**YOUR TASK**
Turn the material from the line containing "Please look at the image and tell me where the side" up to and including the line containing "[0,2,1024,340]" into a Markdown table with the columns Row and Line. Number each line in the Row column, and leave out any blank lines.

**MATERIAL FOR THIS EXERCISE**
┄┄┄┄┄┄┄┄┄┄┄┄┄┄┄┄┄┄┄┄

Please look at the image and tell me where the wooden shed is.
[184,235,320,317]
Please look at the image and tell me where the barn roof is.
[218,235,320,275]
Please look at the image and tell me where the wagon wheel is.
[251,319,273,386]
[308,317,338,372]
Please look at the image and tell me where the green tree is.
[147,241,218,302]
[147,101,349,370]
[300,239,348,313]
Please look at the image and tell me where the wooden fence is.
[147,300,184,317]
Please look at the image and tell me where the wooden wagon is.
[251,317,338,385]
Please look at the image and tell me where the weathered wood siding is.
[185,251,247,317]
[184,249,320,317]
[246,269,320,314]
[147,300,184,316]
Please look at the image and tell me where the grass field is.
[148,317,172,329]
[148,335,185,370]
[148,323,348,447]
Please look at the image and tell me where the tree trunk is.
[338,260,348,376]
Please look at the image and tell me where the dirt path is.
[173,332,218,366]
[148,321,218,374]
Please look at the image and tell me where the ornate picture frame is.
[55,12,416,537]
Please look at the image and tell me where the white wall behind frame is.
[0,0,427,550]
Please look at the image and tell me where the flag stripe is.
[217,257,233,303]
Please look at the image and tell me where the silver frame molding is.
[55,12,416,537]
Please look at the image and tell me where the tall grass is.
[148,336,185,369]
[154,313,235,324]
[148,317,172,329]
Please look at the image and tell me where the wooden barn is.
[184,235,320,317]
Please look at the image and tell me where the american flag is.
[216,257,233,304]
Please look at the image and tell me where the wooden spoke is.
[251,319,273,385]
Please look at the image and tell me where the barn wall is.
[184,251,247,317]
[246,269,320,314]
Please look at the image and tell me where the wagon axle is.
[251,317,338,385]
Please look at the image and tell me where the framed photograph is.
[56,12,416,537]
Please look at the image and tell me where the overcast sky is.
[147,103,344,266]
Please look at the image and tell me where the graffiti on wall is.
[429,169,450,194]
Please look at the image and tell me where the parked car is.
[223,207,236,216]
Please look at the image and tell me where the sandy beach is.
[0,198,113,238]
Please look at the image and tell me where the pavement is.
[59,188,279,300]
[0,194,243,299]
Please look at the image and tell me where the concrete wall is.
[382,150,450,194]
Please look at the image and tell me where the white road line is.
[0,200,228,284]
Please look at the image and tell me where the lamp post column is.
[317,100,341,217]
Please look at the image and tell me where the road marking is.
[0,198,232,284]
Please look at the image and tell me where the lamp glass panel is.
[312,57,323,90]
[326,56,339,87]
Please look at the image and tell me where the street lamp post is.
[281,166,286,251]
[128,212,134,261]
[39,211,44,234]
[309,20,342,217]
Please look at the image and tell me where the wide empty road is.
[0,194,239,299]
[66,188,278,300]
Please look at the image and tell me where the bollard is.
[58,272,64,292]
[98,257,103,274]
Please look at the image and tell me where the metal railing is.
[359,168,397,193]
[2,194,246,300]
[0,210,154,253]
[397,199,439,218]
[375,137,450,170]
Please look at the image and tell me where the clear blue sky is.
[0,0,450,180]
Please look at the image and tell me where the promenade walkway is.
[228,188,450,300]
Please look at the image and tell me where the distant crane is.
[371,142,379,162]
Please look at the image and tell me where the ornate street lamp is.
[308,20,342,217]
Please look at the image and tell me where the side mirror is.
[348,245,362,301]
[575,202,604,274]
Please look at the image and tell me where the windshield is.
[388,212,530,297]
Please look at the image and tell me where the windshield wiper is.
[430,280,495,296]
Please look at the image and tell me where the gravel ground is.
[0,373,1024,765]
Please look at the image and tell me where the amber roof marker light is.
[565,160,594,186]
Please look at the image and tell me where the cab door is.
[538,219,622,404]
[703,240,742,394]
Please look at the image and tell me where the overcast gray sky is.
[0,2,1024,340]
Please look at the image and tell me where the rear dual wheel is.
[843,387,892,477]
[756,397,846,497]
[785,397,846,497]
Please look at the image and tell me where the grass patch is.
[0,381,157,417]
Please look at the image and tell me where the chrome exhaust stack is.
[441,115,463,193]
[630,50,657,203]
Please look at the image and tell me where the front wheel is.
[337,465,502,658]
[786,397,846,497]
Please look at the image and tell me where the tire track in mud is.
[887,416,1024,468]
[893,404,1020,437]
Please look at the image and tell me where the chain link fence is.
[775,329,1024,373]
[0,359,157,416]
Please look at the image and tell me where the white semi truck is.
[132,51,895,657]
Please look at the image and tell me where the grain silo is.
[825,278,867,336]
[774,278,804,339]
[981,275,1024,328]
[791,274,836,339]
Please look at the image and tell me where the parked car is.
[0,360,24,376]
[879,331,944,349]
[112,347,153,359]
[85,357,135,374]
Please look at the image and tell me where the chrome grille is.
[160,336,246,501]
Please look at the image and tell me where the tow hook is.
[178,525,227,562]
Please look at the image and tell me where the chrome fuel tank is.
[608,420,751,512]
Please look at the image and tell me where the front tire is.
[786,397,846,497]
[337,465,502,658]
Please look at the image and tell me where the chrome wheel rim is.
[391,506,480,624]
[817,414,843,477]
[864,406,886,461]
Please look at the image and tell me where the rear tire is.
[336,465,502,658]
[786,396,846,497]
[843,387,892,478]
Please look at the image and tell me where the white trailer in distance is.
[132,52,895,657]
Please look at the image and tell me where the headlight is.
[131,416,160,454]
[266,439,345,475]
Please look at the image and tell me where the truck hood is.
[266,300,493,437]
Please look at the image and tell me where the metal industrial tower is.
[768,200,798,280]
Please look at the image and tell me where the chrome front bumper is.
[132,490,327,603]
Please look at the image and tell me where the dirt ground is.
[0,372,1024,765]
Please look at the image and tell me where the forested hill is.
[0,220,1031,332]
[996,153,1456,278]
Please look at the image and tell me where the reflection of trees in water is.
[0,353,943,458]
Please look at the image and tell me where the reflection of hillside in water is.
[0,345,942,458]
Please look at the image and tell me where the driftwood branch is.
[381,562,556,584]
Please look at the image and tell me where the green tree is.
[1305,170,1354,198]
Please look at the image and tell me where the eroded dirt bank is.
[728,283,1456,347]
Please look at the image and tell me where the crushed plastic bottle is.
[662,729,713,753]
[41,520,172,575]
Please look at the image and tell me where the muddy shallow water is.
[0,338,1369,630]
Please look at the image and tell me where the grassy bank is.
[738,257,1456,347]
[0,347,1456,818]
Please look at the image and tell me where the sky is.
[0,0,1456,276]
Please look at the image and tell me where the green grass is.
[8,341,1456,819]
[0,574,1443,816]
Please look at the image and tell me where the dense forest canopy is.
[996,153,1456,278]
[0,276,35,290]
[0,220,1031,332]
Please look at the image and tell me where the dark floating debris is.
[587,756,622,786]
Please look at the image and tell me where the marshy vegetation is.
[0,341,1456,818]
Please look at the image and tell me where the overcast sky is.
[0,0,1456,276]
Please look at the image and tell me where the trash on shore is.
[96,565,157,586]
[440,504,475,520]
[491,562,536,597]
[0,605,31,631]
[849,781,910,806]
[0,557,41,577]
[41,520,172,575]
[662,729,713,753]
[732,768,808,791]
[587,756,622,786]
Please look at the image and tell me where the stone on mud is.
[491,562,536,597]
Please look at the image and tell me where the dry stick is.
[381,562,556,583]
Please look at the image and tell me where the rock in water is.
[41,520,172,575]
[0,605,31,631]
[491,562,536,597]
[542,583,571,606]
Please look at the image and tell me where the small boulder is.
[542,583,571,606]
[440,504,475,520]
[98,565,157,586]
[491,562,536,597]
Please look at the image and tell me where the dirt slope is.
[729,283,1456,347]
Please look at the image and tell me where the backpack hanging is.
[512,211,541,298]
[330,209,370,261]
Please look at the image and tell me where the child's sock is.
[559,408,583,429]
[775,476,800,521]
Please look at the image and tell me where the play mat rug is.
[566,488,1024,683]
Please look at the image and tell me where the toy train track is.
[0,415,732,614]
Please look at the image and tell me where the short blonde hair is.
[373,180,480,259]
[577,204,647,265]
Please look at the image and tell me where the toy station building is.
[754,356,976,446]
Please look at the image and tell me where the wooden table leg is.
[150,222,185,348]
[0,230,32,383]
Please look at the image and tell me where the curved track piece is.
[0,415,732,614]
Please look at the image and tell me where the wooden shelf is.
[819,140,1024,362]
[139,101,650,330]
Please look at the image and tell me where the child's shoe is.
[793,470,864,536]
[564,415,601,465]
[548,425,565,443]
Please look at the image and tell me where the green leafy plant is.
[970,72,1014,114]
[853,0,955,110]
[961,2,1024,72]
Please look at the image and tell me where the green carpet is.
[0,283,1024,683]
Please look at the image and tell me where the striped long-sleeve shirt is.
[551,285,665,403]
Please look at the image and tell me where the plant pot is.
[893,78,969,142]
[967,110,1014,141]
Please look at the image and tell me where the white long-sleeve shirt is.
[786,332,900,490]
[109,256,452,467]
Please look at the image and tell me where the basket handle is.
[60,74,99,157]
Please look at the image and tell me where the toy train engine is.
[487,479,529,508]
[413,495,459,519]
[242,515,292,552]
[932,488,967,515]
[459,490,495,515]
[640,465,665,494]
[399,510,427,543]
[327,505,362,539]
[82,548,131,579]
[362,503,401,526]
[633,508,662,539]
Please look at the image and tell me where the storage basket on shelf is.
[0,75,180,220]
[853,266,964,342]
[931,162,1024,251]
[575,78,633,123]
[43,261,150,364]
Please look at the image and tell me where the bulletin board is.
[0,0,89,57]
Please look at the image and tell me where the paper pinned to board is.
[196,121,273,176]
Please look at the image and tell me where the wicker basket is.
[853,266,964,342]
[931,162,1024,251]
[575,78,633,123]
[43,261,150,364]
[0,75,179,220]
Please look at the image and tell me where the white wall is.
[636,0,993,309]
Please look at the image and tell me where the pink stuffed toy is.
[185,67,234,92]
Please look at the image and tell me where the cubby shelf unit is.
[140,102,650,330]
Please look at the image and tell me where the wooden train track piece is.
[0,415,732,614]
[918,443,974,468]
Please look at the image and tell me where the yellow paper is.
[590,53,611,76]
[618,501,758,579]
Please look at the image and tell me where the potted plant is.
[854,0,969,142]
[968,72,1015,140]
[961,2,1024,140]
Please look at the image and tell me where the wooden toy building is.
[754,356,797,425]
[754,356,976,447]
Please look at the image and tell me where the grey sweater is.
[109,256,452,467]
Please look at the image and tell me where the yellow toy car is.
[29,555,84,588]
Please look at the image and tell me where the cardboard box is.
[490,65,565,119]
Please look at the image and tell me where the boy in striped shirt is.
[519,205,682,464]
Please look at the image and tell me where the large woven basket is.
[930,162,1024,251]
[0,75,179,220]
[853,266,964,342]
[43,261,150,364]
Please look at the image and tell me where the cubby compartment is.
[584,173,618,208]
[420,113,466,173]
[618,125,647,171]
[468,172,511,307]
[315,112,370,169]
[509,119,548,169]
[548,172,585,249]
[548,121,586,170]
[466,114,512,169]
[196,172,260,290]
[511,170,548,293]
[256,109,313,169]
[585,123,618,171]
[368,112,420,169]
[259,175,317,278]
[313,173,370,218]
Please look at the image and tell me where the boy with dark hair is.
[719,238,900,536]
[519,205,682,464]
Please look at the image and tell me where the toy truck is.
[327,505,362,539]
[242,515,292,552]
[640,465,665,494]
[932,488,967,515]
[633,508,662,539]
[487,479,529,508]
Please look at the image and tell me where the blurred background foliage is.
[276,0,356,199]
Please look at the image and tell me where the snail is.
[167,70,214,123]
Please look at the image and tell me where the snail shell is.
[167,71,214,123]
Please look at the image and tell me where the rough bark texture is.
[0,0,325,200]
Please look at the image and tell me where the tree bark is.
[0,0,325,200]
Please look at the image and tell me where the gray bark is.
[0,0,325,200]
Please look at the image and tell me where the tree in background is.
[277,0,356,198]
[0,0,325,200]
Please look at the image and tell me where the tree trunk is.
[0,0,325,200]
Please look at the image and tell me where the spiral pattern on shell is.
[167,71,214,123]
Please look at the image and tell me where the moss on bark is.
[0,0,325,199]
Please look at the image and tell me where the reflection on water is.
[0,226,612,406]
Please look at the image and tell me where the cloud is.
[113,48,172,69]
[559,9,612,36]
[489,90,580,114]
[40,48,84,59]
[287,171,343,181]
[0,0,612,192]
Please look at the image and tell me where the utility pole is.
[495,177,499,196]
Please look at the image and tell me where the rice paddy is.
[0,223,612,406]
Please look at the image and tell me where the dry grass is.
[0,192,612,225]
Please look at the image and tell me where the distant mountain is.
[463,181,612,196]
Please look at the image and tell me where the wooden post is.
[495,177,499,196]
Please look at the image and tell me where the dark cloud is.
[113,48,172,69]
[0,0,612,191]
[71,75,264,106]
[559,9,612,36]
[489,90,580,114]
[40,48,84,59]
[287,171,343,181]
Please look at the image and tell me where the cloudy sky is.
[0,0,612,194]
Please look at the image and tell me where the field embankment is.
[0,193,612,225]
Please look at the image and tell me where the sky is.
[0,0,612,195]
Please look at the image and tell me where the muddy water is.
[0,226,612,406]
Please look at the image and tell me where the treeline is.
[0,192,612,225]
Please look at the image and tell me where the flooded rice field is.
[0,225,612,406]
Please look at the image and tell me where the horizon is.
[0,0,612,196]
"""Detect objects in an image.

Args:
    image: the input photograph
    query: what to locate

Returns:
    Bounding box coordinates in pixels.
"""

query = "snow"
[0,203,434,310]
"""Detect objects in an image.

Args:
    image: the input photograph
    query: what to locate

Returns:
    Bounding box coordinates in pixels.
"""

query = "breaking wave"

┄┄┄┄┄┄┄┄┄┄┄┄┄┄┄┄┄┄┄┄

**FINAL RESULT**
| Row | Line |
|---|---|
| 1 | Please look at the image and tell me where the side mirror is. |
| 2 | [348,245,362,301] |
| 3 | [575,202,604,274] |
| 4 | Please look at the image and tell me where the windshield is. |
| 5 | [388,212,530,297] |
| 6 | Please look at the image and tell me where the windshield wiper is. |
| 7 | [430,280,495,296] |
| 8 | Please look at the image and tell me where the gravel ground is. |
| 9 | [0,373,1024,765] |
| 10 | Please look at the image and tell me where the amber roof marker light is. |
| 11 | [565,160,594,186] |
| 12 | Please look at the image and tell me where the cab door is. |
| 13 | [538,219,622,404] |
| 14 | [703,240,742,394] |
| 15 | Please look at the image and tell me where the overcast gray sky is. |
| 16 | [0,2,1024,340] |